= Document passage =

CHRISTCHURCH: A 3rd- former at Kaikoura High School has been suspended after he admitted giving drugs to fellow students.
–Manawatu Evening Stnandard, 28 June 1991.

AUCKLAND: Hundreds of South Auckland school children spent a tense two hours confined to their classrooms as armed police hunted for a gunman after a man was shot near their school.
–Manawatu Evening Standard, 8 June 1991.

WELLINGTON: An average of 980 primary school children were killed or injured in road accidents each year during the ’80s, the Transport Ministry says. One third of all the casualties occured between 8am and 9am and 3pm and 5pm. Accidents were more evenly spread during holidays.
–Manawatu Evening Standard , 23 February 1991

SYDNEY: Children who go to child-care centres are more likely to get coughs and colds than those who remain at home, an Adelaide survey says. A research team has found the risk of picking up respiratory infections increases the earlier the child starts attending child-care and the longer the child spends there.
–Manawatu Evening Standard , 17 June 1991.

The School Trustees Association has warned schools to check job applicants thoroughly after a Christchurch language aide was convicted of sexually abusing his pupils.
–Dominion Sunday Times, 12 May 1991

WELLINGTON: Hutt Valley schools were more vigilant today after a man with a knife threatened a six-year-old at Eastern Hutt School yesterday.
–Manawatu Evening Standard, 18 April 1991

What I would like to see in the political debate about education is a recognition that public education is an exercise in social engineering by definition.
–Phillip Capper, PPTA, Dominion Sunday Times, 14 October 1990

CHRISTCHURCH: Unresearched government-decreed practices in schools could socially, emotionally and intellectually deform children, says Christchurch Teachers’ College principal Colin Knight. Dr. Knight said the education system placed children at risk by continuing to neglect educational research. “It is of serious concern to me that, despite the far-reaching effects of teaching on society, few educational practices have a sound research basis.” He said changes in what went on in schools were mainly brought about by politically initiated reviews and reports on questionnaires and Gallup polls, by parliamentary debate and political expediency.
–Manawatu Evening Standard , 4 December 1990

The Auckland Lesbian and Gay Youth group has been approaching schools asking to talk to staff and students about the difficulties that young gays and lesbians face and to suggest ways to make schools a more supportive environment for homosexual students.
–Dominion Sunday Times, 8 July 1990

Ad in Manawatu Evening Standard of April 1991:
Members of NZPPTA have voted to withdraw their labour for 24 hours on Tuesday, April 30, in accordance with the CTU day of action. The following secondary schools will be affected:
(nine schools listed)
Signed by:
Bronwyn Cross, Manawatu/Wanganui Regional Chairperson-NZPPTA”

= What you should do =
Extend the collection of 1990–1991 New Zealand newspaper clippings about schools and education, picking up after the NZPPTA advertisement that ends it.

= Data extract =
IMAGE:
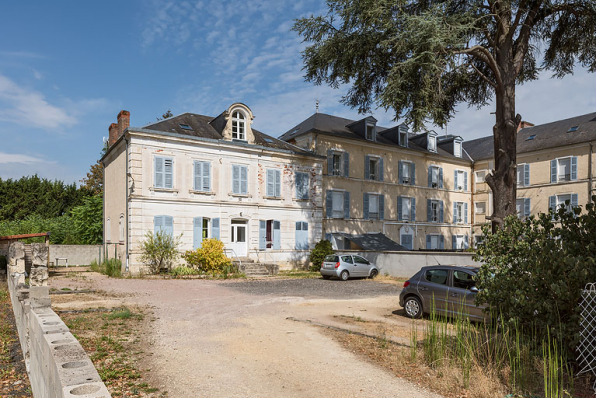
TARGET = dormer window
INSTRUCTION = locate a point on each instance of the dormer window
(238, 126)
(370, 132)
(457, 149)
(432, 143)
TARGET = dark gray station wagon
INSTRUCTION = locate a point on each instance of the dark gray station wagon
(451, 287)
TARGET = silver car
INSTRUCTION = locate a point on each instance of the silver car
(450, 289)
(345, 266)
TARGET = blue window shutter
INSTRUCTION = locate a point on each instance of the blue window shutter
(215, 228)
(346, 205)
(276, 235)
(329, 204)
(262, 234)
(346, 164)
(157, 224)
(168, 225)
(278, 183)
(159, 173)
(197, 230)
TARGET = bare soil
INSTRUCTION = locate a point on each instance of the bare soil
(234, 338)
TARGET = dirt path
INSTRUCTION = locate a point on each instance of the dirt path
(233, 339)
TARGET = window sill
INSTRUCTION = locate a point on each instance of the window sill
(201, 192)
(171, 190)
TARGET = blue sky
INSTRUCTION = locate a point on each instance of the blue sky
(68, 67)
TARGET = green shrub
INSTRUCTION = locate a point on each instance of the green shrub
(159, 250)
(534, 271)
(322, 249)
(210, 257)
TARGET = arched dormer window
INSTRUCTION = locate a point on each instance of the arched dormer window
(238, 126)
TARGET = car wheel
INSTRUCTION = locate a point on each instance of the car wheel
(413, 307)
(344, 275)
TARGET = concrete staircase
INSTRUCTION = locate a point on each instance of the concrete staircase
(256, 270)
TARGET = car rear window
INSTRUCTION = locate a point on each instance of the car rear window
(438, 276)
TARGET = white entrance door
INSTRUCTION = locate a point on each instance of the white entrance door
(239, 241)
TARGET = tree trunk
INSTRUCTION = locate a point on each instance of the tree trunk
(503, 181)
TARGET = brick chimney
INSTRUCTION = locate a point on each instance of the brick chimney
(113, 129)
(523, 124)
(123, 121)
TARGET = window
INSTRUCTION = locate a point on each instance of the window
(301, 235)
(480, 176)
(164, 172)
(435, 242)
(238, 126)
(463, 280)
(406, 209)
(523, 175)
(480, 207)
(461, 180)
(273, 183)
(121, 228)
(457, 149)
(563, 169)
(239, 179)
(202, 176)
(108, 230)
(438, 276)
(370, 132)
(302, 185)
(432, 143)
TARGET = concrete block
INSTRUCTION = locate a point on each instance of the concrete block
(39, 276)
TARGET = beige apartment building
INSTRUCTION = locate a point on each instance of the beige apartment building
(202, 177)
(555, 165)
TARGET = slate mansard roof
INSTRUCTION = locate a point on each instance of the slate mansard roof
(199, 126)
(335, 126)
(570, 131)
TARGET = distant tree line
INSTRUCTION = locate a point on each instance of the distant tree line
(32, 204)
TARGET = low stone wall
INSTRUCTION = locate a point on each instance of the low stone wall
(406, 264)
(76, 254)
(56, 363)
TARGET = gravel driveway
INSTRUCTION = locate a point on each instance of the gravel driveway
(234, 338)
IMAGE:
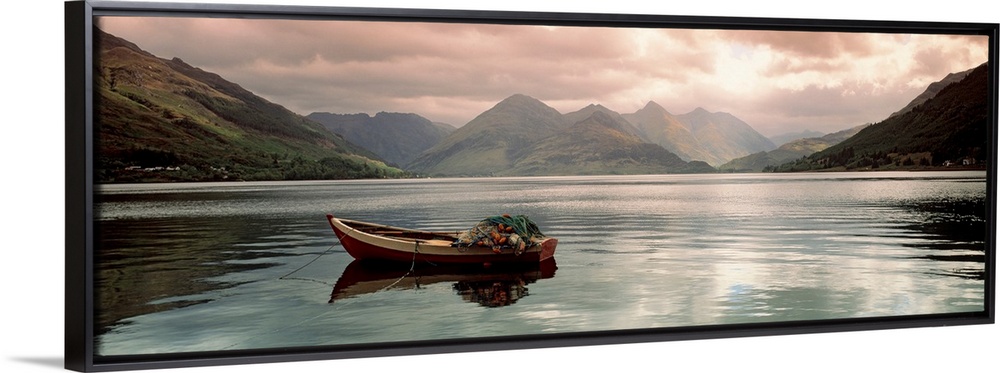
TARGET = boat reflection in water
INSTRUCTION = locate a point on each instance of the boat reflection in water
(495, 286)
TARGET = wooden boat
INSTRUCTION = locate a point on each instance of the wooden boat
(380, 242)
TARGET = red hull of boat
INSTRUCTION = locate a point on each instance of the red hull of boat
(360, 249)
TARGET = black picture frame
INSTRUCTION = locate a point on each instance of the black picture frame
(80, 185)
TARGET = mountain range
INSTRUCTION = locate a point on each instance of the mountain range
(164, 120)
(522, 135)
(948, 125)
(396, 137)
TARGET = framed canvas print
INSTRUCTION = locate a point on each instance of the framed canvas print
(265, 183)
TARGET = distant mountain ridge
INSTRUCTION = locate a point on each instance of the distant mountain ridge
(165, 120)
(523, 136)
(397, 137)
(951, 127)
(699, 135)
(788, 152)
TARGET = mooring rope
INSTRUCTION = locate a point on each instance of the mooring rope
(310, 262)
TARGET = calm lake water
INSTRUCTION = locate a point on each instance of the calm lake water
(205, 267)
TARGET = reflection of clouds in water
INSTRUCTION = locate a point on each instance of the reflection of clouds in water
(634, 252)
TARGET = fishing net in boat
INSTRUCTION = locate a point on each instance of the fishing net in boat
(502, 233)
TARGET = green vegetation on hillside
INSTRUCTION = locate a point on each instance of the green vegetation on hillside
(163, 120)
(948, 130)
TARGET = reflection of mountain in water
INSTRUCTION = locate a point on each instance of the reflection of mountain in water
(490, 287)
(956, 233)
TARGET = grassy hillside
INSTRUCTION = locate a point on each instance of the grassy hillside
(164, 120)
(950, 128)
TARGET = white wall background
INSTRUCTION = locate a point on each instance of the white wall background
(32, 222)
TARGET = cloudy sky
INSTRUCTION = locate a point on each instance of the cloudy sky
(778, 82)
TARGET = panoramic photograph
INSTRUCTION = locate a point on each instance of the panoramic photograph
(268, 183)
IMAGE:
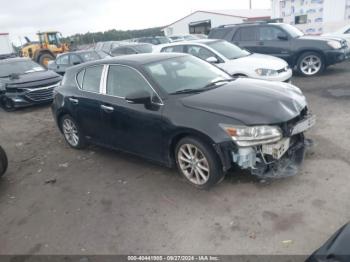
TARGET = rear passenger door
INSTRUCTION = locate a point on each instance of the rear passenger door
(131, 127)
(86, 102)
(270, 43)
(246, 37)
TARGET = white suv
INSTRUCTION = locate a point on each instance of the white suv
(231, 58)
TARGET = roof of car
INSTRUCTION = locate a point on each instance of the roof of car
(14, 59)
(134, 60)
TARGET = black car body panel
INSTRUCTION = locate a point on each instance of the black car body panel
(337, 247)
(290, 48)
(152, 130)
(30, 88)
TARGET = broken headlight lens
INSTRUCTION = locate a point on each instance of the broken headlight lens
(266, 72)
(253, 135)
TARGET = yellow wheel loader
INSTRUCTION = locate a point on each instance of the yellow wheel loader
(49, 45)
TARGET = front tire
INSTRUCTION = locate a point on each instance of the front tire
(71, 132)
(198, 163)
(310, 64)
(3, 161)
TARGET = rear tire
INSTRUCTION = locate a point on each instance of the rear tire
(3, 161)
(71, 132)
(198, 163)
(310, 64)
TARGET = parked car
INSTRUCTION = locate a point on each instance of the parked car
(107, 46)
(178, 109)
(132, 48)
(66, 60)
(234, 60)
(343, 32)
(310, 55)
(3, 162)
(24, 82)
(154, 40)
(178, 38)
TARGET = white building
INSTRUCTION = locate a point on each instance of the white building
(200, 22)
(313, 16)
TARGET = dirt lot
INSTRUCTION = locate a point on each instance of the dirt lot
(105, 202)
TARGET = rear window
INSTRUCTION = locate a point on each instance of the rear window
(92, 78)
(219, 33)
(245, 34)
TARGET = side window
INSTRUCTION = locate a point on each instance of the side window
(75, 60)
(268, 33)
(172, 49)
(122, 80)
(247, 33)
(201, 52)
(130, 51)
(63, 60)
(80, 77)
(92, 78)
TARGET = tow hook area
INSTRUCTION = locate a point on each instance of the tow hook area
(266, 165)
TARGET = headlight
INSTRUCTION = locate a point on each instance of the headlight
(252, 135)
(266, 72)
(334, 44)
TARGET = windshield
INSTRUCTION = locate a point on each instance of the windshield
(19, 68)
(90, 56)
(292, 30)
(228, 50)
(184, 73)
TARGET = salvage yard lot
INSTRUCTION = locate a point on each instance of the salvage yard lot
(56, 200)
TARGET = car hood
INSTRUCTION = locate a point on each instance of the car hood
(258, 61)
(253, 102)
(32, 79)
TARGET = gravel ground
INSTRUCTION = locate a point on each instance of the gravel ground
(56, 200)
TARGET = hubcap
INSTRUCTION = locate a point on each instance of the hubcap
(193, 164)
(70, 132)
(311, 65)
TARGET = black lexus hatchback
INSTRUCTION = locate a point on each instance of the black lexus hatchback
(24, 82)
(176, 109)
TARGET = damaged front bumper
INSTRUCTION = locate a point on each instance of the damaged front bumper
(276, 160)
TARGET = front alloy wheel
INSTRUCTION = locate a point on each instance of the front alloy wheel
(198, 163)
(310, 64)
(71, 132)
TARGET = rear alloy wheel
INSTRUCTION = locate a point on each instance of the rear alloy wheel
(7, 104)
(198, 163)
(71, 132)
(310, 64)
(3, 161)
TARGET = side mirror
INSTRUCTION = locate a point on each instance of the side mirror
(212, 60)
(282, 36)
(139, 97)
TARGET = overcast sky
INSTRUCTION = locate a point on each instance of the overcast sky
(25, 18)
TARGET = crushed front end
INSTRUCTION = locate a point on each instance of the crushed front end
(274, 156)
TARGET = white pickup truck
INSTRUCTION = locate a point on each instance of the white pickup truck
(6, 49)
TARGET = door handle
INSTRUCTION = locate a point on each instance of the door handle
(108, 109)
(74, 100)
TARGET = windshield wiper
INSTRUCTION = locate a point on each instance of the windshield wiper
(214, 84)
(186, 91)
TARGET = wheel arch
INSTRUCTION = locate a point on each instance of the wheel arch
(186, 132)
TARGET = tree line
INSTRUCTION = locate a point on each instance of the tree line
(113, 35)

= Response =
WELLINGTON: About a third of Form 3 mathematics teachers are not qualified in the subject, a study of mathematics in secondary schools released yesterday says.
–Manawatu Evening Standard, 27 March 1991.

Only five percent of physics teachers in New Zealand schools were qualified in the subject.
–Massey University vice-chancellor Dr. Neil Waters speaking at SciTech 2000 conference in Wellington, and reported in the Manawatu Evening Standard , 21 June 1991.

Palmerston North’s Queen Elizabeth College Re-Invents the Wheel with “Achieve” Programme. Principal Alison Collett: “Teaching does not equate with learning when it is imposed on classes, and in one-hour slots in which students are controlled to conform, rather than empowered to learn.” (On the Achieve programme students) interact with each other in learning groups, which is unusual, as children at school ordinarily mix only with others from their own age group. Staff say this type of interaction results in improved interpersonal skills, by having children of not only different ages, but at different academic stages help each other. Co-operation is a big part of the programme.
–Manawatu Evening Standard of 23 March 1991 and 26 June 1991

Drug use among school-aged children is a major reason why achievement standards are slipping, according to Life Education national director Trevor Grice. Discussions with principals showed drug use was widespread in (NZ) schools and there were 500 drug- related expulsions last year.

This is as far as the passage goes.